> [What the task asks] Word for word, repeat everything in the records below except the pictures.

● ● ● ● ● ● ●

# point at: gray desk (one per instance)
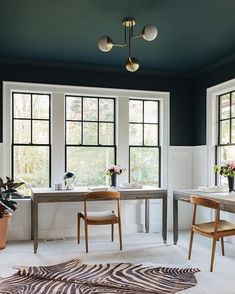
(47, 195)
(226, 200)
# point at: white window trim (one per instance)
(212, 123)
(58, 92)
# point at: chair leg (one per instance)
(120, 234)
(86, 236)
(78, 228)
(112, 232)
(222, 245)
(190, 244)
(213, 254)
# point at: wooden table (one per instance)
(226, 200)
(48, 195)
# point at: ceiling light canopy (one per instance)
(149, 33)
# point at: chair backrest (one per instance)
(204, 202)
(102, 195)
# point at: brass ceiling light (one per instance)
(149, 33)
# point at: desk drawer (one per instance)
(137, 196)
(228, 208)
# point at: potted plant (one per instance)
(7, 206)
(227, 170)
(113, 171)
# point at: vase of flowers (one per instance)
(8, 190)
(227, 170)
(113, 171)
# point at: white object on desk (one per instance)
(213, 189)
(93, 189)
(130, 186)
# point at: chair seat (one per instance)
(103, 216)
(208, 228)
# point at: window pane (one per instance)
(233, 104)
(22, 105)
(144, 163)
(93, 172)
(41, 106)
(73, 133)
(224, 106)
(135, 134)
(106, 108)
(73, 108)
(150, 134)
(22, 131)
(31, 164)
(150, 112)
(233, 130)
(90, 133)
(135, 111)
(224, 132)
(40, 132)
(90, 109)
(106, 134)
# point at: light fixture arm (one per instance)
(149, 33)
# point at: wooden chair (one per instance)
(216, 230)
(100, 218)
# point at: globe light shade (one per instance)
(132, 64)
(105, 44)
(149, 32)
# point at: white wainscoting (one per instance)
(187, 169)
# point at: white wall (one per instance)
(187, 169)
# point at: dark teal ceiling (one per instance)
(192, 33)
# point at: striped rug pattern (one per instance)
(74, 277)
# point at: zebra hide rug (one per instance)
(74, 277)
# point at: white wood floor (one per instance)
(137, 248)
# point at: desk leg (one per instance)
(147, 215)
(164, 218)
(175, 220)
(32, 228)
(35, 224)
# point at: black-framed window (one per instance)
(90, 140)
(31, 138)
(144, 142)
(225, 147)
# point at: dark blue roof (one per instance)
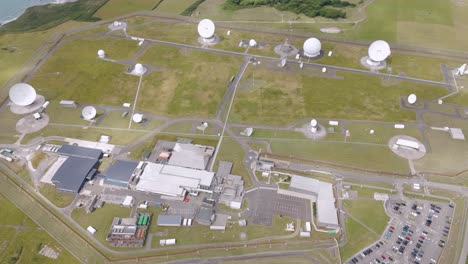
(70, 177)
(120, 172)
(77, 151)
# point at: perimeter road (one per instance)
(134, 102)
(239, 77)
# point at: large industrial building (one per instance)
(129, 232)
(191, 156)
(120, 173)
(321, 193)
(80, 165)
(173, 180)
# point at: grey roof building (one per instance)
(191, 156)
(230, 186)
(169, 220)
(70, 177)
(120, 173)
(80, 165)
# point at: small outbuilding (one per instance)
(169, 220)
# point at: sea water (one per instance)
(12, 9)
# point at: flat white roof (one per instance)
(128, 200)
(325, 191)
(171, 180)
(189, 155)
(326, 212)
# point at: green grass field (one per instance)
(371, 213)
(356, 155)
(174, 6)
(44, 17)
(285, 95)
(118, 137)
(60, 199)
(23, 245)
(85, 78)
(192, 82)
(37, 157)
(358, 237)
(430, 23)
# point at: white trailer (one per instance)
(91, 229)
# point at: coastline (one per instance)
(22, 11)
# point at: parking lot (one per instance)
(417, 233)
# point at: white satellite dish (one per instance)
(22, 94)
(412, 99)
(461, 71)
(139, 69)
(379, 50)
(206, 28)
(137, 118)
(283, 62)
(312, 47)
(313, 123)
(101, 54)
(88, 113)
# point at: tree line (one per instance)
(310, 8)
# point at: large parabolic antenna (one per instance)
(312, 47)
(379, 50)
(22, 94)
(206, 29)
(89, 112)
(137, 118)
(412, 98)
(101, 53)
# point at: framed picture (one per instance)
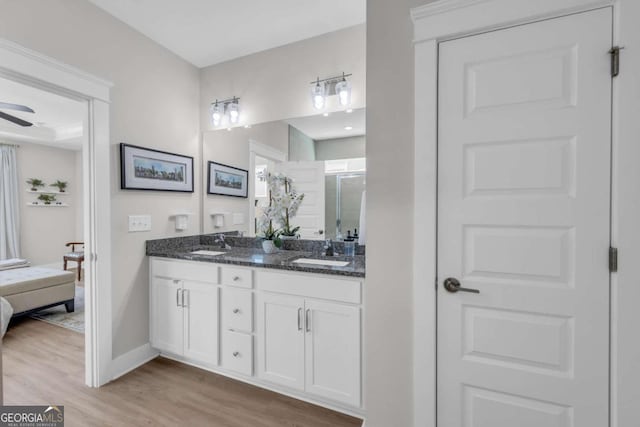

● ● ● ● ● ● ●

> [Task answer]
# point at: gray desk (one per instance)
(47, 195)
(226, 200)
# point at: white window trim (one per instance)
(212, 123)
(58, 92)
# point at: chair leg (one per instance)
(120, 234)
(86, 236)
(78, 228)
(112, 232)
(222, 245)
(190, 244)
(213, 254)
# point at: wooden table (one per instance)
(226, 200)
(48, 195)
# point at: ceiling light canopy (one per instance)
(149, 33)
# point at: chair backrest (one per instance)
(204, 202)
(102, 195)
# point at: brass ceiling light (one per instance)
(149, 33)
# point at: desk drawer (one per instance)
(137, 196)
(228, 208)
# point at: potted plant (one per instance)
(7, 206)
(227, 170)
(113, 171)
# point at: vase of flowers (one per instance)
(8, 190)
(227, 170)
(113, 171)
# point at: white object on desk (one per instance)
(213, 189)
(93, 189)
(130, 186)
# point at: chair seat (one per instance)
(103, 216)
(208, 228)
# point at: window pane (one per instance)
(233, 104)
(22, 105)
(144, 163)
(93, 172)
(41, 106)
(73, 133)
(224, 106)
(135, 134)
(106, 108)
(73, 108)
(150, 134)
(22, 131)
(31, 164)
(150, 112)
(233, 130)
(90, 133)
(135, 111)
(224, 132)
(40, 132)
(90, 109)
(106, 134)
# point at: light fixture arm (one per instance)
(149, 33)
# point at: wooden chair (one per instance)
(216, 230)
(100, 218)
# point at: globe light shade (one per instance)
(132, 64)
(105, 44)
(149, 32)
# point at: white wainscoting (one per instance)
(187, 169)
# point at: white wall (one per instance)
(187, 169)
# point at: dark teal ceiling (one per instance)
(192, 33)
# point at: striped rug pattern (one per instance)
(74, 277)
# point at: zebra hide rug (one per instance)
(74, 277)
# point at: white wood floor (one per instance)
(137, 248)
# point at: desk leg (one per instance)
(147, 215)
(164, 218)
(175, 220)
(32, 228)
(35, 224)
# point at: black-framed window (one per instance)
(90, 140)
(31, 138)
(144, 142)
(225, 147)
# point at: dark blue roof (one per instance)
(70, 177)
(120, 172)
(77, 151)
# point at: perimeter road (one per instance)
(134, 102)
(239, 77)
# point at: large industrial building (one per instance)
(129, 232)
(191, 156)
(120, 173)
(321, 193)
(80, 165)
(173, 180)
# point at: grey roof building (one per instance)
(191, 156)
(230, 186)
(169, 220)
(70, 177)
(120, 173)
(80, 165)
# point at: small outbuilding (one per instance)
(169, 220)
# point at: sea water (one per instance)
(12, 9)
# point at: flat white roof (one per instance)
(128, 200)
(325, 191)
(171, 180)
(189, 155)
(326, 212)
# point at: green grass field (one per instance)
(371, 213)
(356, 155)
(174, 6)
(44, 17)
(285, 95)
(118, 137)
(60, 199)
(23, 245)
(85, 78)
(192, 82)
(37, 157)
(358, 237)
(430, 23)
# point at: white trailer (one per instance)
(91, 229)
# point at: coastline (one per instance)
(22, 11)
# point at: parking lot (one per instance)
(417, 233)
# point at: white satellite dish (one per instance)
(22, 94)
(412, 99)
(461, 71)
(139, 69)
(379, 50)
(206, 28)
(137, 118)
(283, 62)
(312, 47)
(313, 123)
(101, 54)
(88, 113)
# point at: tree line (one per instance)
(310, 8)
# point at: large parabolic antenna (one per instance)
(312, 47)
(379, 50)
(22, 94)
(206, 29)
(89, 112)
(137, 118)
(412, 98)
(101, 53)
# point at: framed picture (one per instance)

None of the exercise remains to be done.